> [Aim]:
Copy the material below word for word, keeping every line, bracket and number unchanged.
* begin Extracted data *
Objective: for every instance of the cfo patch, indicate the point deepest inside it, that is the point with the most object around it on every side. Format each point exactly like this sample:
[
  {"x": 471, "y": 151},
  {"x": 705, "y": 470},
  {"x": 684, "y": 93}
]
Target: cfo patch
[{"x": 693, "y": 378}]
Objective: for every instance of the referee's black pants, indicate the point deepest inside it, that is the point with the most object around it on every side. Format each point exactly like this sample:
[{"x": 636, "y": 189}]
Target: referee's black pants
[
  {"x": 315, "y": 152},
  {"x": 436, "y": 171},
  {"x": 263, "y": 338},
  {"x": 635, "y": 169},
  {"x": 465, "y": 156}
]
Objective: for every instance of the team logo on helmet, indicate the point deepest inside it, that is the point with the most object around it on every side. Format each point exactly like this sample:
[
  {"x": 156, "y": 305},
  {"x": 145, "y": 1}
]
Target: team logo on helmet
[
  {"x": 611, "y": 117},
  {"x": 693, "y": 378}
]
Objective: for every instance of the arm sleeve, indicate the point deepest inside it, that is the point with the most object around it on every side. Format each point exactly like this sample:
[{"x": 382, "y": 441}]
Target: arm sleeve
* end Extracted data *
> [Task response]:
Objective: for every instance of the cfo patch, indicate the point deepest inside it, that is the point with the most object around it on every side. Format each point exactly like this sample:
[
  {"x": 471, "y": 151},
  {"x": 705, "y": 470},
  {"x": 684, "y": 93}
]
Target: cfo patch
[{"x": 693, "y": 378}]
Objective: for every instance of the referee's black pants, indicate the point deepest inside it, that is the point with the most object around it on every side. Format each point exactly like this sample:
[{"x": 636, "y": 189}]
Target: referee's black pants
[
  {"x": 315, "y": 152},
  {"x": 436, "y": 171},
  {"x": 263, "y": 338},
  {"x": 635, "y": 169},
  {"x": 465, "y": 156}
]
Objective: for every instance of the team logo on helmet, indicate the point deepest inside it, that is the point with the most object around it on every side. Format each point exactly like this sample:
[
  {"x": 156, "y": 305},
  {"x": 145, "y": 1}
]
Target: team logo on helmet
[
  {"x": 611, "y": 117},
  {"x": 693, "y": 378}
]
Objective: for every instance of the arm sleeve, indicate the point deepest inside it, that is the point with the most object around it on every side. Format each point exactly like this sample:
[{"x": 382, "y": 441}]
Target: arm sleeve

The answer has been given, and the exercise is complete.